A happy side effect of how these platforms work is that they're also good at handling misspellings, to a point. To really get robust handling of spelling variations, however, two strategies tend to be common:

Spell correct the actual search text before using it
Include character n-grams in your vector database entries

What are character n-grams?

Character n-grams are vector embeddings (like commonly used semantic embeddings) that break text into overlapping sequences of characters, allowing vector search systems to better match terms despite typos, inflections, or spelling variations. Without these n-grams, a misspelled query like "saracha sauce" would likely return a higher score for "hot sauce" entries. But including character n-grams, a combined (fused) search would more consistently return a higher score for items with the correct spelling "sriracha sauce".

Using these n-grams can better handle searches with:

typos
missing letters
swapped letters
phonetic-ish variants
common misspellings

How does this work? At a high level, it adds a character match capability to the standard semantic search used by most vector database implementations. Here's a quick example of what happens under the hood. Take the first word in our previous example:

sriracha

3-grams: sri, rir, ira, rac, ach, cha
4-grams: srir, rira, irac, rach, acha

saracha

3-grams: sar, ara, rac, ach, cha
4-grams: sara, arac, rach, acha

Shared grams:

shared 3-grams: rac, ach, cha
shared 4-grams: rach, acha

So even though the beginning is wrong (sri vs sa), the ending chunks that carry a lot of the distinctive shape of "sriracha" survive (racha, acha, cha). And since the second word is the same, they have even more matching grams.

When these matches are fused with semantic matches, it adds weight to the correctly spelled "sriracha sauce" entry, yielding a better match set.

How to use character n-grams

When it comes to including character n-grams, there are only a couple changes you need to make to a standard semantic vector database implementation:

When you generate embeddings, you also need to generate character n-gram embeddings; this is true both when you store data in the database, and when you search.
When searching, you need to execute a search both on the semantic vectors and the n-gram vectors, then fuse the results using Reciprocal Rank Fusion (RRF), which is a great way to merge disparate result sets and combine the scores.

● **Required actions**:
a. According to the page on character n-grams, what technique is used to merge the results of the semantic search and the n-gram search?
b. Revise the passage of the page on character n-grams starting at "When you generate" and ending at "when you search.", changing "database" to "vector store".

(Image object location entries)
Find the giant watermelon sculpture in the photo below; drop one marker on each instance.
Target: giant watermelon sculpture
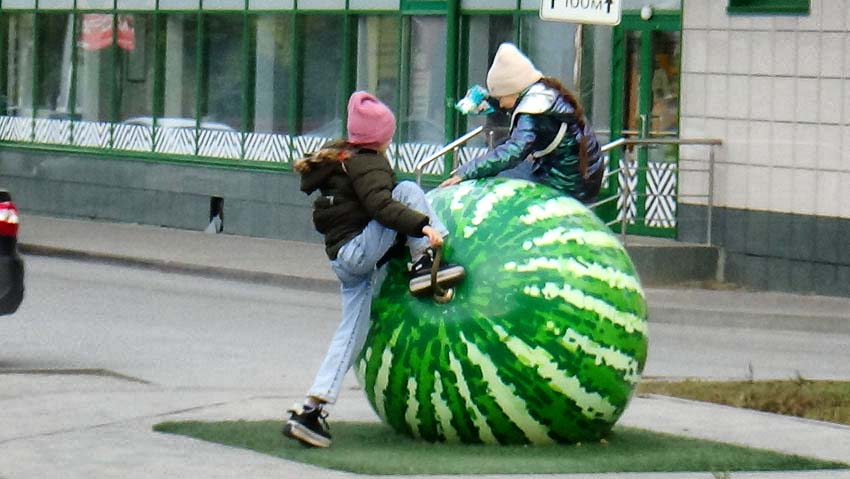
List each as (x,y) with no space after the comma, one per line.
(543,342)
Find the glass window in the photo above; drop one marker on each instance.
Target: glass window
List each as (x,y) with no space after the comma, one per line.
(17,94)
(135,51)
(180,65)
(221,101)
(551,47)
(272,71)
(788,7)
(486,33)
(176,130)
(135,79)
(323,62)
(424,114)
(55,41)
(94,65)
(378,57)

● **Results**:
a. Reciprocal Rank Fusion (RRF)

b.
When you generate embeddings, you also need to generate character n-gram embeddings; this is true both when you store data in the vector store, and when you search.